WORK TASK: For this exercise, please find the lines in the entries that include the word "below" and copy them.
-- PROVIDED MATERIAL follows --
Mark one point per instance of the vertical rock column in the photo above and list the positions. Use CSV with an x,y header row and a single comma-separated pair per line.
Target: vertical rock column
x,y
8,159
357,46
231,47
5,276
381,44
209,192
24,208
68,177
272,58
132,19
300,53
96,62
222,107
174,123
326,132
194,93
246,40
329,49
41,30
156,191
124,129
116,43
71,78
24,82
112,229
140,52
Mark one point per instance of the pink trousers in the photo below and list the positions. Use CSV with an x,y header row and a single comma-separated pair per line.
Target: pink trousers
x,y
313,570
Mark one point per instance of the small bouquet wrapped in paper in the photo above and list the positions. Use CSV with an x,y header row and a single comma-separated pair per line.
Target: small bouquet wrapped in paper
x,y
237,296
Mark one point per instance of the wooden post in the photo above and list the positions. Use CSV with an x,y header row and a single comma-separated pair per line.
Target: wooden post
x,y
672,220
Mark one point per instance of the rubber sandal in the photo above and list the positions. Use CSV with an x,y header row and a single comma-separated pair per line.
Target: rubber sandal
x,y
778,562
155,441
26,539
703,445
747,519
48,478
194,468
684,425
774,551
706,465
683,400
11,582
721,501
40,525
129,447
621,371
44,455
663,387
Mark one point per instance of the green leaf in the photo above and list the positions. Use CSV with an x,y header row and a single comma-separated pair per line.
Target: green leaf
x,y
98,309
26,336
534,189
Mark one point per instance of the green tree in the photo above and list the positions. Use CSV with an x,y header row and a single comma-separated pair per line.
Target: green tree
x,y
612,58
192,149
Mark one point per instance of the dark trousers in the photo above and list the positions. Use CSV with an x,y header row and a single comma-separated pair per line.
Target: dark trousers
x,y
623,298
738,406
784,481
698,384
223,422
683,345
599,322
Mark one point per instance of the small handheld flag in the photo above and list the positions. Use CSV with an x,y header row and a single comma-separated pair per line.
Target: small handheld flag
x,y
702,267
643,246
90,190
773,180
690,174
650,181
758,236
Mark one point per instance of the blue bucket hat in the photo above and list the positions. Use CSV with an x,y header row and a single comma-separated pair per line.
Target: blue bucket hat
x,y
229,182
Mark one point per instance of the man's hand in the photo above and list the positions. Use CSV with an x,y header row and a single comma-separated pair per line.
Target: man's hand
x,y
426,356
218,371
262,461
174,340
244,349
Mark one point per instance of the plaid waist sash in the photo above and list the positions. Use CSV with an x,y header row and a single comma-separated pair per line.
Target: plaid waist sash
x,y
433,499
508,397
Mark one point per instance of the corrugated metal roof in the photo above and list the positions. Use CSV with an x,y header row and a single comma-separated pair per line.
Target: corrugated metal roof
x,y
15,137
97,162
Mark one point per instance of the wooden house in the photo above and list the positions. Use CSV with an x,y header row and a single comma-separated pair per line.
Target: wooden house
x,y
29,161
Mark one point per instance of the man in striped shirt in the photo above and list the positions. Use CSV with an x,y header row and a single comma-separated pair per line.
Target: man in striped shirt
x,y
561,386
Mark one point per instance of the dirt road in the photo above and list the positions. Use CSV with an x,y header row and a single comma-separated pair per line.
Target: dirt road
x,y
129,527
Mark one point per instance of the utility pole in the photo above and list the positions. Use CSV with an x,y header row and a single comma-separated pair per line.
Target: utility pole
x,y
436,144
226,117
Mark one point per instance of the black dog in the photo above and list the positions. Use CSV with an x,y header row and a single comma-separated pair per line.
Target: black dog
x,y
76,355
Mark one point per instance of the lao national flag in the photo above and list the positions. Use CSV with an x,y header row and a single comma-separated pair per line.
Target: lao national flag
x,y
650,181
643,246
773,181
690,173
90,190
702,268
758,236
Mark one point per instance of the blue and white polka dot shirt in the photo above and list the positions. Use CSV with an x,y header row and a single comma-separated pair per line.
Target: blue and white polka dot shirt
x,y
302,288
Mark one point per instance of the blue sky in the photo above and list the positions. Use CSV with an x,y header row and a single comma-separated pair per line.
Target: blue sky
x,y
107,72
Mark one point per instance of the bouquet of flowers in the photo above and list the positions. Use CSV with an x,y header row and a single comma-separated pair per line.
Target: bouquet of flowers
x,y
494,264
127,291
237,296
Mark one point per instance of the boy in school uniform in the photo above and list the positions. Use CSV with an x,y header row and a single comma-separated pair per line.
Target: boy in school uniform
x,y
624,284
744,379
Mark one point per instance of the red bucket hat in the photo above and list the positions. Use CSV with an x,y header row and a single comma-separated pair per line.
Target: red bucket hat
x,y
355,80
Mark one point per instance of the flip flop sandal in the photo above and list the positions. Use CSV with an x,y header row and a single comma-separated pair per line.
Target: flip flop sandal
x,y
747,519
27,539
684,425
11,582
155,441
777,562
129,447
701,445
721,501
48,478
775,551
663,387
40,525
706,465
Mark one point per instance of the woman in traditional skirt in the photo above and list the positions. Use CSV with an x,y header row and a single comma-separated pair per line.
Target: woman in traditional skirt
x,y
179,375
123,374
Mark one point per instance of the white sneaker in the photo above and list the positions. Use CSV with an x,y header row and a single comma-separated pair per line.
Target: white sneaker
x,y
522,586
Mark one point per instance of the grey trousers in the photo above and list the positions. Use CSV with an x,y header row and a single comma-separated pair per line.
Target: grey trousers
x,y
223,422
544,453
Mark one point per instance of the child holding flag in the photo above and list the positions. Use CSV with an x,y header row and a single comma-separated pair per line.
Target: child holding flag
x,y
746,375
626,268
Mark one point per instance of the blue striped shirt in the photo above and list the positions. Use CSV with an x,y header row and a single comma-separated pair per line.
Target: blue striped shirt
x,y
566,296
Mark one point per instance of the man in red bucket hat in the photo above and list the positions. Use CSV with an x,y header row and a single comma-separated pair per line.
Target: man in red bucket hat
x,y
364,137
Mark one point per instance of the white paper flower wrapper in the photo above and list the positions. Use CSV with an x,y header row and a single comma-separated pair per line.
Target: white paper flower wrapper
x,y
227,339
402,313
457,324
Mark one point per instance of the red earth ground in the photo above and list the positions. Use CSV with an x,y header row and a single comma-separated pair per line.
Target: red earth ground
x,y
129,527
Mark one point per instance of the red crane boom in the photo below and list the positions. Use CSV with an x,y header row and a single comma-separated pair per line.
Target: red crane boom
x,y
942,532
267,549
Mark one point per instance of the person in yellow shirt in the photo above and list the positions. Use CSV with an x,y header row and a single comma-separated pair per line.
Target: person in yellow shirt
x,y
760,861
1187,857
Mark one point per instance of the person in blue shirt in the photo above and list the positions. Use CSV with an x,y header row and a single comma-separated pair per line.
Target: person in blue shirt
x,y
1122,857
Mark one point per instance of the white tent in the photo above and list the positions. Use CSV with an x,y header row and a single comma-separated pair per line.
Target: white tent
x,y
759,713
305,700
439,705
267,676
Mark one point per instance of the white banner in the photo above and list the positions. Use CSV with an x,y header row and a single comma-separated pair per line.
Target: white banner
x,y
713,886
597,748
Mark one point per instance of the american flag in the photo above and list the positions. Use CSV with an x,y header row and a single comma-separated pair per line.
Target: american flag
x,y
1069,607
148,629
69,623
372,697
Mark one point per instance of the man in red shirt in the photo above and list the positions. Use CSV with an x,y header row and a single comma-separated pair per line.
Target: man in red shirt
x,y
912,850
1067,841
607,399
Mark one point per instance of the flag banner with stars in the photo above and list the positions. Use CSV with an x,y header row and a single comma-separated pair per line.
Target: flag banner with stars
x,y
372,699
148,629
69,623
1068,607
-- PROVIDED MATERIAL concluded --
SOLUTION TO THE EXERCISE:
Mark one point per instance of the pink trousers in the photo below and list the positions. Use CSV with an x,y header row and a single comma-separated pair per line.
Mark one point per instance of the red crane boom in the photo below and list the positions. Use CSV with an x,y header row and a single comma-separated pair per line.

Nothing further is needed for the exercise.